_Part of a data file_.
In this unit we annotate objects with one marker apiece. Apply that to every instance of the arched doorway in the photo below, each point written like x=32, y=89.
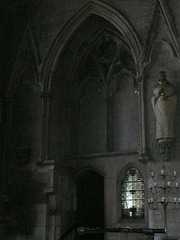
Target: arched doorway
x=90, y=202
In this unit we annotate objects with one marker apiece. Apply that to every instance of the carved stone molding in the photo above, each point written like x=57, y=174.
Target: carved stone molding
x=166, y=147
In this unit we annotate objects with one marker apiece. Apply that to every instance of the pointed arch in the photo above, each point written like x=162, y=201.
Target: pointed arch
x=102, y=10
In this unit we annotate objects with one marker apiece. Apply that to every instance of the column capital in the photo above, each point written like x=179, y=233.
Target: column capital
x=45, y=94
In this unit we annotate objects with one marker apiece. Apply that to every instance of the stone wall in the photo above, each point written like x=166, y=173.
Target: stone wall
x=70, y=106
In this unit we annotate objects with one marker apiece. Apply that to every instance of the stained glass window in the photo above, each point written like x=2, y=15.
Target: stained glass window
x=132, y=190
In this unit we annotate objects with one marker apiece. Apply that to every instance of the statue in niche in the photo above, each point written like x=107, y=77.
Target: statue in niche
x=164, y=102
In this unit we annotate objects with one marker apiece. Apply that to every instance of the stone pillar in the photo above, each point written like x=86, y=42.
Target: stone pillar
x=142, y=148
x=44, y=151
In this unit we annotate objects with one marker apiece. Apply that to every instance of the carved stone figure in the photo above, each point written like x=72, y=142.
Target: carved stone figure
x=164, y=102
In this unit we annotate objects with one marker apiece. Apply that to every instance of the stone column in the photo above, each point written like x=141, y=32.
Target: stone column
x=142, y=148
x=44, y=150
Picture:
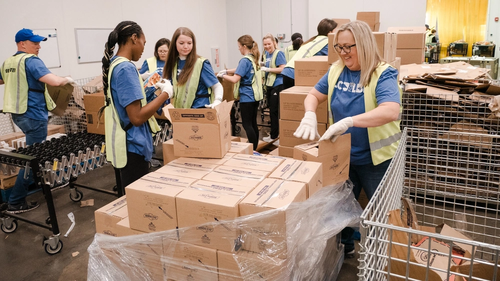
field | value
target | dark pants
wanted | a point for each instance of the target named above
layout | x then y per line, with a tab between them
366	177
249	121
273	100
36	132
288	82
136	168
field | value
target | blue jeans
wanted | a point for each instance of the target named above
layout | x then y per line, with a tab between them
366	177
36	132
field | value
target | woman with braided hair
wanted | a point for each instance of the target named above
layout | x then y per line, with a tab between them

_Task brief_. Rewrite the records above with every "photo" changed to "image" and everything else kept the same, omitting the pictures from your answer.

_Full response_.
In this unit we annotate objects with one marker apiece. Apply that to every instance of the arched doorway in the image below, each point written like x=32, y=89.
Target: arched doorway
x=90, y=202
In this unit we annotate objects with one marker apiece. Apply that to every instance of the carved stone molding in the image above, each point written like x=57, y=174.
Target: carved stone molding
x=166, y=147
In this unit we annotate objects with one marker apiece. Apply that to every instance of the pointed arch in the image above, each point written like x=162, y=201.
Target: pointed arch
x=102, y=10
In this unit we annotate objects with one marker apiece. Apply that to every instance of the column capital in the image above, each point written like x=179, y=233.
Target: column capital
x=45, y=94
In this unit we annotate objects with one marker apiece. Apply that to every instance of the stone wall in the image above, each point written like x=166, y=173.
Target: stone wall
x=70, y=106
In this unit we annotate objects with one marker apiece. Apply that to every instance of the stained glass window in the image above, each point written like x=2, y=15.
Target: stained glass window
x=132, y=190
In this unit we annotate objects with one marker apiece. Apply that to every instance of the statue in niche in the image above, each point written like x=107, y=77.
Target: statue in niche
x=164, y=102
In this unit we annotate objects with one marker apiece. Apply that to every instance of the stone pillar in the image above, each point written like x=86, y=42.
Target: stone pillar
x=142, y=148
x=44, y=151
In this unit we annotate objects with one marker apiece. Apply that to every instance of the carved stone figure in the image above, each point written like x=72, y=142.
Target: carved stone figure
x=164, y=102
In this unit we annotate objects with one marker apiece. Apply that to every instance of the stone column in the image above, each point written like x=141, y=32.
Target: stone column
x=142, y=148
x=44, y=150
Picture:
field | value
target | dark pants
wanted | a point for each instance of the target named above
layout | x then y per line, with a tab between them
366	177
249	121
273	100
36	132
288	82
136	168
field | value
target | blue jeans
wanted | a point for each instance of the target named above
layout | x then y per line, with a tab between them
366	177
36	132
field | value
target | woman with braided hair
wanted | a point for each instance of the target named above
layout | x then y per line, with a tab between them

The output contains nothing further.